▶ [Source records]

--------------------------------------------------

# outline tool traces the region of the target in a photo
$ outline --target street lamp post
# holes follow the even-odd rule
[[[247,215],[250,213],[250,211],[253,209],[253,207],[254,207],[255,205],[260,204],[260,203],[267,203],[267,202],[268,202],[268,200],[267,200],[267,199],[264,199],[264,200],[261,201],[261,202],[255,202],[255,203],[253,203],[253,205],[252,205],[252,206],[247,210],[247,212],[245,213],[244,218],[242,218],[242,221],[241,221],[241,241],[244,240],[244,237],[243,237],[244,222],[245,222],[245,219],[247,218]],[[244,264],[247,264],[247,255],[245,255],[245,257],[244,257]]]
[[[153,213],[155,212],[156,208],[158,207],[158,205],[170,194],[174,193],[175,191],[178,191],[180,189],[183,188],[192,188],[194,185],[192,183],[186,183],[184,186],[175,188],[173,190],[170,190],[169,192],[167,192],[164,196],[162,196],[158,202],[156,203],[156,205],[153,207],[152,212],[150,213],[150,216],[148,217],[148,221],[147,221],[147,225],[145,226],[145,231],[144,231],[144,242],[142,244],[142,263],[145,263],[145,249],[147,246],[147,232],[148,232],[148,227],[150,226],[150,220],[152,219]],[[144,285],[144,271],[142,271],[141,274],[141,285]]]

--------------------------------------------------

▶ [Problem to solve]
Return every line of the items above with no changes at all.

▶ [The result]
# outline tool traces the region of the target in a photo
$ outline --target street lamp post
# holes follow the even-odd rule
[[[247,215],[250,213],[250,211],[253,209],[253,207],[254,207],[255,205],[260,204],[260,203],[267,203],[267,202],[268,202],[268,200],[267,200],[267,199],[264,199],[264,200],[261,201],[261,202],[255,202],[255,203],[253,203],[253,205],[252,205],[252,206],[247,210],[247,212],[245,213],[244,218],[242,218],[242,221],[241,221],[241,241],[244,240],[244,237],[243,237],[244,222],[245,222],[245,219],[247,218]],[[244,264],[247,264],[247,255],[245,255],[245,257],[244,257]]]
[[[153,213],[155,212],[156,208],[158,207],[158,205],[170,194],[174,193],[175,191],[178,191],[180,189],[183,188],[192,188],[194,185],[192,183],[186,183],[184,186],[175,188],[173,190],[170,190],[169,192],[167,192],[164,196],[162,196],[158,202],[156,203],[156,205],[153,207],[152,212],[150,213],[150,216],[148,217],[148,221],[147,221],[147,225],[145,226],[145,231],[144,231],[144,242],[142,244],[142,263],[145,263],[145,249],[147,246],[147,232],[148,232],[148,227],[150,226],[150,220],[152,219]],[[144,285],[144,271],[142,271],[141,274],[141,285]]]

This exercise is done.